Complete the following:
a - Answer these questions using the text on Edward McPherson's farm:
(i) How far west of Gettysburg was the farm?
(ii) Whose division advanced toward Gettysburg on July 1st, 1863?
(iii) To what post did President Lincoln appoint McPherson?
b - Write a continuation of the text on Edward McPherson's farm, starting after its last sentence.

Edward McPherson’s farm was a half mile west of Gettysburg, atop the ridge that also bears his name. (Tour map: Stone and Meredith Avenues) The area was the scene of intense fighting on July 1st, 1863, as Confederate General Henry Heth’s Division advanced towards Gettysburg against defending Union cavalry under General John Buford. Union reinforcements from General John Reynolds’ First Corps arrived and counterattacked, and fighting swirled through McPherson’s pasturelands and two fields planted in corn and wheat, as well as through neighbor John Herbst’s woods. McPherson’s barn became a place of refuge for the wounded, and continued as a hospital long after the battle ended.
McPherson was a lawyer and journalist who had served in the U.S. House of Respresentatives from 1859 until March of 1863. A Radical Republican, he had lost the1862 election, after which President Lincoln appointed him as Deputy Commissioner of Internal Revenue, and was living in Washington at the time of the battle.

Recorded data:
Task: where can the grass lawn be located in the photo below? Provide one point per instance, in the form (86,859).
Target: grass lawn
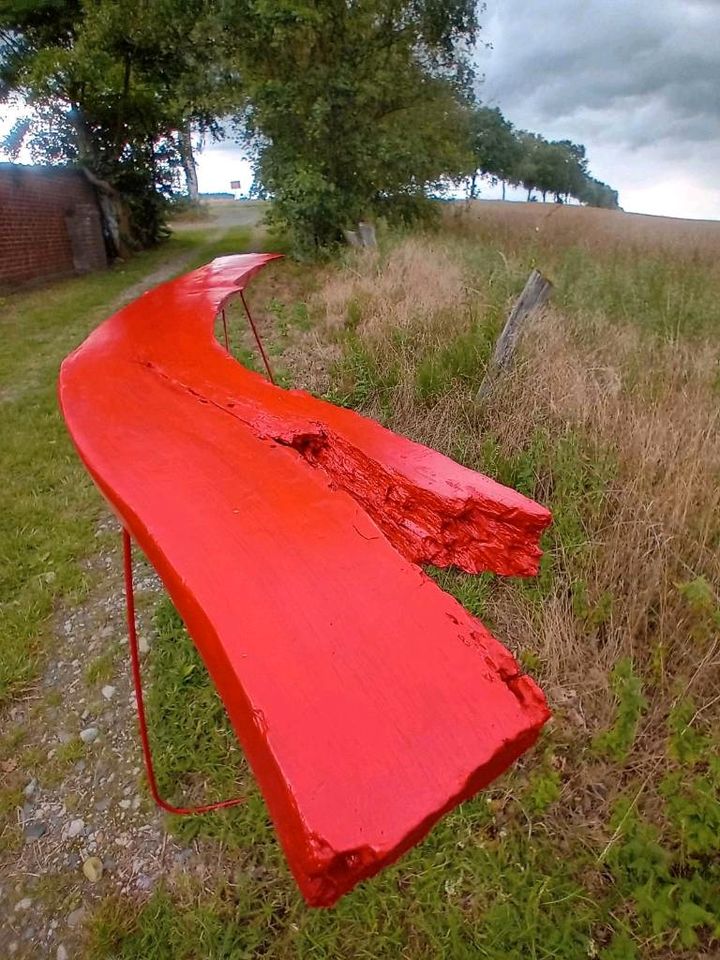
(47,503)
(604,841)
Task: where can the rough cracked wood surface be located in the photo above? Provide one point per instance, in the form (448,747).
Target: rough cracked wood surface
(289,534)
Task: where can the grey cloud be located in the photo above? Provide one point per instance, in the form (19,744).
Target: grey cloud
(618,75)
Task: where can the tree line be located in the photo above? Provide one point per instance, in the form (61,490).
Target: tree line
(348,108)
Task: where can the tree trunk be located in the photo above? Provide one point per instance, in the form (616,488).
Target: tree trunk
(473,186)
(188,161)
(534,296)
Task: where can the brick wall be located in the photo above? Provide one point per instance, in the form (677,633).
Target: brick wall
(49,225)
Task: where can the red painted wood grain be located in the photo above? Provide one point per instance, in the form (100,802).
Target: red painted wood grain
(289,534)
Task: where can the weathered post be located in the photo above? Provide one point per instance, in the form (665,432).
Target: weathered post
(535,295)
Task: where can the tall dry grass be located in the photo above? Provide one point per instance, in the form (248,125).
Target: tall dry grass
(642,402)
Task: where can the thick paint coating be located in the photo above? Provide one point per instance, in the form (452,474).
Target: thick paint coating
(288,533)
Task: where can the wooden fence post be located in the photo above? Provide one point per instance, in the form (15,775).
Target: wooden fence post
(535,295)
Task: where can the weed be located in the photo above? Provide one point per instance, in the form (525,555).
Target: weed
(617,741)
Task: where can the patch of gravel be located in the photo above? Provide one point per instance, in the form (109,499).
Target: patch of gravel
(88,827)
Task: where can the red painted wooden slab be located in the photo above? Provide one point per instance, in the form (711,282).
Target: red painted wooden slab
(288,533)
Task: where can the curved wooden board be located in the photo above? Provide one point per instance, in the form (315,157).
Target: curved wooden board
(288,533)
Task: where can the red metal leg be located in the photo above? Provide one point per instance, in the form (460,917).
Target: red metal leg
(135,662)
(258,341)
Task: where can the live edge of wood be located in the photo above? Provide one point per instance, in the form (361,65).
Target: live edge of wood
(289,534)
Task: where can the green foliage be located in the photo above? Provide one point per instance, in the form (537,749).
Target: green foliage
(48,506)
(113,87)
(617,740)
(352,109)
(671,877)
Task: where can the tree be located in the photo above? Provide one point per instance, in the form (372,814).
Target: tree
(495,148)
(114,86)
(353,109)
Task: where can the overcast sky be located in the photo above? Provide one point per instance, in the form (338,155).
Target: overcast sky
(636,81)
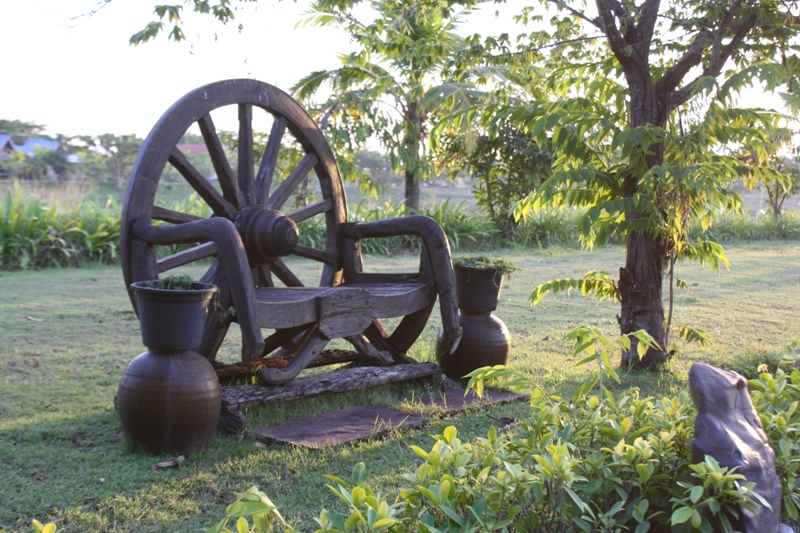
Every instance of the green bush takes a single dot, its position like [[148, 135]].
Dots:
[[589, 463], [34, 234]]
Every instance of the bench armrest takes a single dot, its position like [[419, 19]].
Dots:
[[438, 249]]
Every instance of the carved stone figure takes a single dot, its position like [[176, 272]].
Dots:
[[729, 429]]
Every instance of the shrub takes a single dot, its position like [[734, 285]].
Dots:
[[34, 234]]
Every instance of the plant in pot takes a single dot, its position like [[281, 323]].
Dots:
[[169, 397], [486, 340]]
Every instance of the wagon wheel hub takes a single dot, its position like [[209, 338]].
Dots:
[[267, 234]]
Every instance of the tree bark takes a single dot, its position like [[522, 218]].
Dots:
[[641, 280], [412, 163], [412, 193]]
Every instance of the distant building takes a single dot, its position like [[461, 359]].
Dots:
[[29, 148], [6, 144], [33, 144]]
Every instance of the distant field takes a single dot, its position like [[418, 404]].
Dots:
[[67, 335]]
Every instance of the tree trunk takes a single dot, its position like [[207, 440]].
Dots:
[[412, 193], [640, 286], [641, 281], [412, 159]]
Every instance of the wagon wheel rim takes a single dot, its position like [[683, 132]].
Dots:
[[246, 191]]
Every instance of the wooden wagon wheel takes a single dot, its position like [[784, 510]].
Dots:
[[250, 199]]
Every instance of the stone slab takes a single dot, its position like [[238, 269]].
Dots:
[[340, 427]]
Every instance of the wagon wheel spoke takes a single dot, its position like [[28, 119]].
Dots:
[[219, 205], [313, 254], [220, 161], [285, 189], [270, 159], [173, 217], [283, 273], [262, 276], [185, 257], [306, 212], [246, 161]]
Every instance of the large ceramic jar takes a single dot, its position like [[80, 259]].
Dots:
[[486, 340], [169, 396]]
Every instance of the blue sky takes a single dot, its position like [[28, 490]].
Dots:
[[78, 75]]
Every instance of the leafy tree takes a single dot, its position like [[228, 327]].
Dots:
[[778, 192], [380, 90], [782, 179], [20, 130], [639, 102], [506, 165]]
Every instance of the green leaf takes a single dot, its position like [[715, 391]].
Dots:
[[681, 515]]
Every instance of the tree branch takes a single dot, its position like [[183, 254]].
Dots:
[[674, 75], [580, 14], [648, 15], [605, 11], [683, 94]]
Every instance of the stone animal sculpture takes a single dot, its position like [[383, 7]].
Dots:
[[728, 428]]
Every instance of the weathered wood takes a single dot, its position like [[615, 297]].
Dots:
[[310, 314], [173, 217], [437, 248], [185, 257], [344, 311], [246, 158], [243, 372], [283, 273], [298, 215], [270, 159], [232, 257], [220, 161], [219, 205], [310, 349], [342, 380], [292, 181], [314, 254]]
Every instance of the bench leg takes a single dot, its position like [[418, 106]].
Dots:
[[308, 352]]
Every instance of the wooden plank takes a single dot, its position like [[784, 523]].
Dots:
[[387, 277], [285, 189], [242, 373], [313, 254], [246, 158], [270, 160], [459, 400], [342, 380], [303, 213], [220, 161], [187, 256], [340, 427], [207, 192], [173, 217]]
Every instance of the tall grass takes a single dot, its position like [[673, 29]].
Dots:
[[37, 231], [68, 225]]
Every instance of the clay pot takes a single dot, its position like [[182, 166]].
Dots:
[[169, 401], [170, 319], [169, 398], [486, 340]]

Results in order:
a -
(i) A half mile.
(ii) Confederate General Henry Heth's.
(iii) Deputy Commissioner of Internal Revenue.

b -
John Slentz and his family were renting the McPherson farm. They were ordered out as the fighting on the ridge intensified, and took refuge in the town. They returned to find the house ransacked and in use as a hospital, and lived in the nearby Seminary for the next three months while the farm was made livable.
The house burned in 1895. The barn is the last survivor of Edward McPherson’s buildings, restored by the National Park Service in 1978. It is currently used by a local farmer who also leases the McPherson fields.